:: Data shown

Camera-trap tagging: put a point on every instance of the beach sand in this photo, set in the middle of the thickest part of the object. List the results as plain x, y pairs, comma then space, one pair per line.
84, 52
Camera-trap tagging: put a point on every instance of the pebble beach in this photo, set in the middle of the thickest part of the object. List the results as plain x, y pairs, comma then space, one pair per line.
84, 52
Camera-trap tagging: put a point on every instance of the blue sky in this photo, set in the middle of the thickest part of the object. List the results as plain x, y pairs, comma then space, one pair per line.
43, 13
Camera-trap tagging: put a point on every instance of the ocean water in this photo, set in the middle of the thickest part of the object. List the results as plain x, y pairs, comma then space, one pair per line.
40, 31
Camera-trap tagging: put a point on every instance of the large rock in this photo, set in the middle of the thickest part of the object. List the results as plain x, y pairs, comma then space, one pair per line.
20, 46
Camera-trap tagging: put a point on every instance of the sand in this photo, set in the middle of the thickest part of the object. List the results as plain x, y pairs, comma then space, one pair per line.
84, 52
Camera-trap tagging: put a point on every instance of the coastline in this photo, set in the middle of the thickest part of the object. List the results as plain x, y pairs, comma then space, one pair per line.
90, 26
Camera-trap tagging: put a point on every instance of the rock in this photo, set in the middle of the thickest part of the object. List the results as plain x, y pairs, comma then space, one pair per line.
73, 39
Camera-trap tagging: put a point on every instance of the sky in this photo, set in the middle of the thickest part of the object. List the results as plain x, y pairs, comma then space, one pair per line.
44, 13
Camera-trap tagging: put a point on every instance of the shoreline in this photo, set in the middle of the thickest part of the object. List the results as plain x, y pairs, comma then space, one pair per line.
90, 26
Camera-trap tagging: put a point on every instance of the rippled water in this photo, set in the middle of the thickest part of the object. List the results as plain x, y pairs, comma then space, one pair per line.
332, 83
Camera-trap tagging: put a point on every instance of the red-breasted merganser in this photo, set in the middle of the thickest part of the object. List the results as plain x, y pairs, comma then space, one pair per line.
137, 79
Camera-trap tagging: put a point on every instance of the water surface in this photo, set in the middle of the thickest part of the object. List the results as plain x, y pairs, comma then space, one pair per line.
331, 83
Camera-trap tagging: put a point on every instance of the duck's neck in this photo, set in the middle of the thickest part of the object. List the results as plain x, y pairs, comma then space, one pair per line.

::::

Required work: Please write out all the data above, exactly as it reads.

Solution:
Camera-trap tagging: put a point on every instance of the beach sand in this photo, set in the middle of the thickest part of the object. List the results as plain x, y pairs, comma then space, one pair per line.
84, 52
Camera-trap tagging: put a point on every instance of the pebble beach in this photo, set in the middle of the thickest part of the object. List the results as plain x, y pairs, comma then space, one pair per line.
84, 52
Camera-trap tagging: put a point on every instance of the blue sky in this photo, set in the middle of the thickest part of the object. List the results as plain x, y pairs, comma then space, one pair per line.
43, 13
Camera-trap tagging: put a point on every instance of the ocean water in this photo, set in the middle of the thickest part of the object. List the results as plain x, y pairs, comma then space, one pair per line.
40, 31
Camera-trap tagging: put a point on every instance of the large rock in this photo, set in the middle of the thickest part of the object. List the results as plain x, y pairs, comma then space, one pair per line.
20, 46
Camera-trap tagging: put a point on every instance of the sand in this photo, set in the middle of the thickest part of the object. List the results as plain x, y pairs, comma then space, one pair per line.
84, 52
Camera-trap tagging: put a point on every instance of the coastline in this photo, set in the middle of the thickest part of the object. List the results as plain x, y pairs, comma then space, one pair per line.
90, 26
Camera-trap tagging: put a point on every instance of the rock in this photo, set in the middle of the thickest part of the object. List the results as plain x, y pairs, comma then space, one pair per line.
73, 39
Camera-trap tagging: put a point on every instance of the sky in this photo, set in the middle of the thickest part of the object. List the results as plain x, y pairs, comma then space, one pair per line.
44, 13
Camera-trap tagging: put a point on every instance of the shoreline in this photo, set in the middle of the thickest part of the object. List the results as plain x, y pairs, comma then space, one pair per line.
90, 26
Camera-trap tagging: put a point on every instance of the rippled water in this photo, set in the middle of the thickest part of the object. List the results as plain x, y pairs, comma then space, one pair per line.
332, 83
Camera-trap tagging: put a point on every instance of the red-breasted merganser in this photo, set in the middle of the thickest part of the object. List the results as plain x, y pairs, comma then space, one pair per line.
137, 79
Camera-trap tagging: put a point on every instance of the water surface in this photo, set in the middle of the thickest part of the object. List the results as plain x, y pairs, comma then space, one pair per line.
331, 83
Camera-trap tagging: put a point on every instance of the duck's neck in this photo, set in the middle of the thickest part of the object. List the results as plain x, y pairs, comma then space, one pair per line.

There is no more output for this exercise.